Do this:
Could you copy out the records again, requests included, beginning at the line that has "Annotate each instance of the clear" and ending with the last line of the records, and add 36 to every number in the answer coordinates?

Data supplied:
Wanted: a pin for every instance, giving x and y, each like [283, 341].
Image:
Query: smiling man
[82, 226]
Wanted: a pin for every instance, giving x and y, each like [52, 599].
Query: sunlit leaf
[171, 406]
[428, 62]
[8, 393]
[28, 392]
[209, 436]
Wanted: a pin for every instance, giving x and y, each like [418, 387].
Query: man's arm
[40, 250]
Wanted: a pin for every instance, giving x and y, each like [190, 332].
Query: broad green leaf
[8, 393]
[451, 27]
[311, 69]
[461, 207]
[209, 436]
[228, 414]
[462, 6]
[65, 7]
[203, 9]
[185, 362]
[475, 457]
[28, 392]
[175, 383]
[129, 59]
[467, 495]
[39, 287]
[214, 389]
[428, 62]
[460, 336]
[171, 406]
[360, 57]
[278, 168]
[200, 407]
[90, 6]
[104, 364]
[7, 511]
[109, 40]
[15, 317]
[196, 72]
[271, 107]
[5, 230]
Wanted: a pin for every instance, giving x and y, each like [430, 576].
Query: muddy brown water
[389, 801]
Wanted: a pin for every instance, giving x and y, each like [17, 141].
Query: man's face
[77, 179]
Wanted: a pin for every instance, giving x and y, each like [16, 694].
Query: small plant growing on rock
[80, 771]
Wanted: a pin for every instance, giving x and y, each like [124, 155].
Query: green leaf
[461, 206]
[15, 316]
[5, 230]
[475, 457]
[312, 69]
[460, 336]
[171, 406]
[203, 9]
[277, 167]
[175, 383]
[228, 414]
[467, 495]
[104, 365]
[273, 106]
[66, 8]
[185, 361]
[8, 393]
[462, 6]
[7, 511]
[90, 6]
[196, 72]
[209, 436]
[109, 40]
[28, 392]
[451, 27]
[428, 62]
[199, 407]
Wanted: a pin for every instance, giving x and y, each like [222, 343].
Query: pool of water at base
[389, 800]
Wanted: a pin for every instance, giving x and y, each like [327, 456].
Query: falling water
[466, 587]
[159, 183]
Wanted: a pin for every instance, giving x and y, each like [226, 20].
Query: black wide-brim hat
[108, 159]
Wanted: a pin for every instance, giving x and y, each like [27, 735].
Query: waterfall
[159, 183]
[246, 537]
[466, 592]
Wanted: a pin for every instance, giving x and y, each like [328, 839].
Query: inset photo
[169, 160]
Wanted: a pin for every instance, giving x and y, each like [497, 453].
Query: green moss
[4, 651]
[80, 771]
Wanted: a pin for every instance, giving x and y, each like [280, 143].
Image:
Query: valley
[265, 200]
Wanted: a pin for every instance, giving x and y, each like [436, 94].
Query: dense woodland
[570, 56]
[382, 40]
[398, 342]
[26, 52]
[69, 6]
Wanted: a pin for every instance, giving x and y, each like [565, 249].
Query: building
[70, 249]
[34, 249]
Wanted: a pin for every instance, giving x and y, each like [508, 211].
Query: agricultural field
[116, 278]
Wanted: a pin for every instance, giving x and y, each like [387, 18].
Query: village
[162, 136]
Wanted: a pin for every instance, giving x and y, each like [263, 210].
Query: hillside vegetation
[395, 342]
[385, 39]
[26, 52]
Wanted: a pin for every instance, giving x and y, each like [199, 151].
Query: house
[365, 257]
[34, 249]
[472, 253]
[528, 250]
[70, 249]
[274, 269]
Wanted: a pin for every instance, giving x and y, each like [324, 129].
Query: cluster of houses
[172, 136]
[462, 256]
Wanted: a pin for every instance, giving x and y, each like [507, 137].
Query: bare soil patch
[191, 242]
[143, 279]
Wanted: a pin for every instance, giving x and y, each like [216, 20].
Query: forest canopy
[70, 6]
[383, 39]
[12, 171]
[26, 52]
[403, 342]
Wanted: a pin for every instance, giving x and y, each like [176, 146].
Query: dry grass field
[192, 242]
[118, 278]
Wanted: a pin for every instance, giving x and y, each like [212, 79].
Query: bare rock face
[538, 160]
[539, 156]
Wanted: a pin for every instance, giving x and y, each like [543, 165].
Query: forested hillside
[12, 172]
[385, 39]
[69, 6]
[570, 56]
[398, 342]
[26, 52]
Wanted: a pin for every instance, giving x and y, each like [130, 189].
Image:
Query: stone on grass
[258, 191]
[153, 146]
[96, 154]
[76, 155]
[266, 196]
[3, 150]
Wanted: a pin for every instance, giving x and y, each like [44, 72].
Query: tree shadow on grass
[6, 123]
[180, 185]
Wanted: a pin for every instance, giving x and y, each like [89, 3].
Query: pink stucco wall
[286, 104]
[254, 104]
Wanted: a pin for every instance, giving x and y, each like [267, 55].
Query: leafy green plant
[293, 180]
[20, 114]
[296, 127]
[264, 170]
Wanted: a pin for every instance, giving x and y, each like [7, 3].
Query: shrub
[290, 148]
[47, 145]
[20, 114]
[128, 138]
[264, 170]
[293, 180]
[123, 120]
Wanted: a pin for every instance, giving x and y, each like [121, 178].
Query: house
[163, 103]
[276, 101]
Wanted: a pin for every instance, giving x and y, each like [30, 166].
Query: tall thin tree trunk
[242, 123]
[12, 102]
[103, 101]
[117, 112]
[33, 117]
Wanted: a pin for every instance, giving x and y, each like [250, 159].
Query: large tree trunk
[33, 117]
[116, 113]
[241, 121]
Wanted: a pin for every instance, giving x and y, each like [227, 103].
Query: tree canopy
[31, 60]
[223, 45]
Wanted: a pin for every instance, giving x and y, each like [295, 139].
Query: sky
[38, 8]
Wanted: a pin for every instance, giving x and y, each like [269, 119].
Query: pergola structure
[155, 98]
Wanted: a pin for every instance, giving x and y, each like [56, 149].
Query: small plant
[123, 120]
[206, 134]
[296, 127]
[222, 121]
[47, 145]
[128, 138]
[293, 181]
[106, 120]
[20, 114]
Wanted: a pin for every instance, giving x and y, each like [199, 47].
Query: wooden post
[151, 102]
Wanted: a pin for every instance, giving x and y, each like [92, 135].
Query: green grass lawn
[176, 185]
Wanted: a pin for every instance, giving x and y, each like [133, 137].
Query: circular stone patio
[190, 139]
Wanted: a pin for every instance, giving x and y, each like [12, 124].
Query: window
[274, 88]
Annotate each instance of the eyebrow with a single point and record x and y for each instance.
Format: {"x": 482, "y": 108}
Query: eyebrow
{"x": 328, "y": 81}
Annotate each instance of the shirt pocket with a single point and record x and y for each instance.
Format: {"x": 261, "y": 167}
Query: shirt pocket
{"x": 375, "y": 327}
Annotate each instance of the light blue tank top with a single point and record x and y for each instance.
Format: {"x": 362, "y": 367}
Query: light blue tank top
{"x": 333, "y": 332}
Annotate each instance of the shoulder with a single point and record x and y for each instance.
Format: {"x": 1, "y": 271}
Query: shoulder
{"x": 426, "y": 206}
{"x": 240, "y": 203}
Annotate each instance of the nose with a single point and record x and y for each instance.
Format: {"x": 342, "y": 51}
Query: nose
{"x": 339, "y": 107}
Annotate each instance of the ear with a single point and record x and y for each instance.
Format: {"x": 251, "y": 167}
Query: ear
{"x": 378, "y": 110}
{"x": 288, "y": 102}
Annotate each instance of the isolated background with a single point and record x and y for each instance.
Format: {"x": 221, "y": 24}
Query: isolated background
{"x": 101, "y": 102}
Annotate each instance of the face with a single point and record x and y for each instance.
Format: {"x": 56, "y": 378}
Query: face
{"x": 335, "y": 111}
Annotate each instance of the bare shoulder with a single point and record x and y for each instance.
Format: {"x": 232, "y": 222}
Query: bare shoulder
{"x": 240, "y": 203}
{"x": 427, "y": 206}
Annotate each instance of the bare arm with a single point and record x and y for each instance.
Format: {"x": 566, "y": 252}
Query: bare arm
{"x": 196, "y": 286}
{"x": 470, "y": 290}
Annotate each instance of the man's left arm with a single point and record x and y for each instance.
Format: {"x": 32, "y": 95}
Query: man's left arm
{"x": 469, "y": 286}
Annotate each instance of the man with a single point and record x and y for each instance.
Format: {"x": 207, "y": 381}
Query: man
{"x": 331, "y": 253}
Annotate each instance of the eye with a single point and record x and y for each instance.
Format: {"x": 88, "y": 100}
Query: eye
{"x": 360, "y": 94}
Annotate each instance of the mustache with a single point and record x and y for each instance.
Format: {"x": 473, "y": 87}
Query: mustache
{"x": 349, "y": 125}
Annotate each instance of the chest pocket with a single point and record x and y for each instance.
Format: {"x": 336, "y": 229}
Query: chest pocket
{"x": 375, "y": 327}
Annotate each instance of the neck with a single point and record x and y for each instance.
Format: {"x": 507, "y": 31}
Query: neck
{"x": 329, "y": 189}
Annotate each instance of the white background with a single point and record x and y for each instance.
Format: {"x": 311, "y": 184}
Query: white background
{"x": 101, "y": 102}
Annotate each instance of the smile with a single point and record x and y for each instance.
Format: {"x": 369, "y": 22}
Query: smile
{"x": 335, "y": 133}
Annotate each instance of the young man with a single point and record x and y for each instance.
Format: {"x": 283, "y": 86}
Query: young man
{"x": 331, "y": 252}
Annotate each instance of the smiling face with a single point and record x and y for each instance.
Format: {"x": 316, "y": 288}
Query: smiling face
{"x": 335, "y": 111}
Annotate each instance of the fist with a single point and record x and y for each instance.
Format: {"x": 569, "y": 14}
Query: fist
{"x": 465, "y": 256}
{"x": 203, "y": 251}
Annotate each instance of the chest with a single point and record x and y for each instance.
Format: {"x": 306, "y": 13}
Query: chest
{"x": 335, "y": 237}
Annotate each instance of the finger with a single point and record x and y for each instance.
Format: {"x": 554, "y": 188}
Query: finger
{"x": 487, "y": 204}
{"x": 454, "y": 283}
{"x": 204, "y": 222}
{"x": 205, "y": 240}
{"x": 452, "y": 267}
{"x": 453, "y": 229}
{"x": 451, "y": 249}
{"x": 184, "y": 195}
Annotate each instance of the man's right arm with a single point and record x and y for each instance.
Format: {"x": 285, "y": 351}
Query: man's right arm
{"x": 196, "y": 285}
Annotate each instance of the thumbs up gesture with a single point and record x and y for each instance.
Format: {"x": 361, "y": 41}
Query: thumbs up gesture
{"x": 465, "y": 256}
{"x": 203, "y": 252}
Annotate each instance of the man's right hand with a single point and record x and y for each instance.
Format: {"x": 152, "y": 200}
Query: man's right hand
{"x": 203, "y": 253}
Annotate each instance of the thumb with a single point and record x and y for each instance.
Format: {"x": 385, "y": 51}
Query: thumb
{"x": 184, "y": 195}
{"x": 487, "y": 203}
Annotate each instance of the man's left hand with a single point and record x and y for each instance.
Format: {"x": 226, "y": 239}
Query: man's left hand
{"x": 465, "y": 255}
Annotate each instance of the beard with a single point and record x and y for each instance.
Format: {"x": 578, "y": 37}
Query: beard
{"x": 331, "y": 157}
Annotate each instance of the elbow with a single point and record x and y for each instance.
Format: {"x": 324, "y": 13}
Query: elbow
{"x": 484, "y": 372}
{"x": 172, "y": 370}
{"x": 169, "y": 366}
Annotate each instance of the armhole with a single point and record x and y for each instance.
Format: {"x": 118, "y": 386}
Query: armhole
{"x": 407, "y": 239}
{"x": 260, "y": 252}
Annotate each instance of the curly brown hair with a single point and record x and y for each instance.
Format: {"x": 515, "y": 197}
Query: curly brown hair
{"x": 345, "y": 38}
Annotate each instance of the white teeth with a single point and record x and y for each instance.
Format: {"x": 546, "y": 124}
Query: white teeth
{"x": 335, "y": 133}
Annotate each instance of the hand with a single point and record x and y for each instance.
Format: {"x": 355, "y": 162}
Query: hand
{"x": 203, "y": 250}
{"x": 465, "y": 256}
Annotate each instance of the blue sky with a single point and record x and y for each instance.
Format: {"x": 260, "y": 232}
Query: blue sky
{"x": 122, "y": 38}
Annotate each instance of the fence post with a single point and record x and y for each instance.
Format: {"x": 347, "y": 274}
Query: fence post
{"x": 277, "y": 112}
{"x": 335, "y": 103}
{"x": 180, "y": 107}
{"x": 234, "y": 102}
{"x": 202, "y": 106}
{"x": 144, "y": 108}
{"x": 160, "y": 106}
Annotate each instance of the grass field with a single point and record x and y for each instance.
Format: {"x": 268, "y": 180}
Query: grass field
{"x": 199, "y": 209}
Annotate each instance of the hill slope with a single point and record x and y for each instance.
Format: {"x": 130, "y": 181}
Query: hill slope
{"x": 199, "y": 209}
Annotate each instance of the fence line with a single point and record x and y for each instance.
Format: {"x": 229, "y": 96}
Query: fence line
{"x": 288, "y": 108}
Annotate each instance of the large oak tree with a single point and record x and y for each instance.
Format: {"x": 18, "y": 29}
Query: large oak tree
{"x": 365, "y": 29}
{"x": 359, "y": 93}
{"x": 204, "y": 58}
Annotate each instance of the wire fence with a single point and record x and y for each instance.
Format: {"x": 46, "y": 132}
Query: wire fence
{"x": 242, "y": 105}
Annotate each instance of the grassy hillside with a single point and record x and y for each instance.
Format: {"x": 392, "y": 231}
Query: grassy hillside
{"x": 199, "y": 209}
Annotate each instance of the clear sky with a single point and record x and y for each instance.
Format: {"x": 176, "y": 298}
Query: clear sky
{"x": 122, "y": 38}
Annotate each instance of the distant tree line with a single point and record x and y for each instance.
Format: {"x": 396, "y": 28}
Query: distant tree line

Result for this task:
Annotate each instance of the clear sky with a single point and record x and y for each instance.
Format: {"x": 176, "y": 298}
Query: clear sky
{"x": 158, "y": 74}
Annotate each instance of the distant tree line with a single point and record x and y for each instance.
Format: {"x": 396, "y": 28}
Query: distant tree line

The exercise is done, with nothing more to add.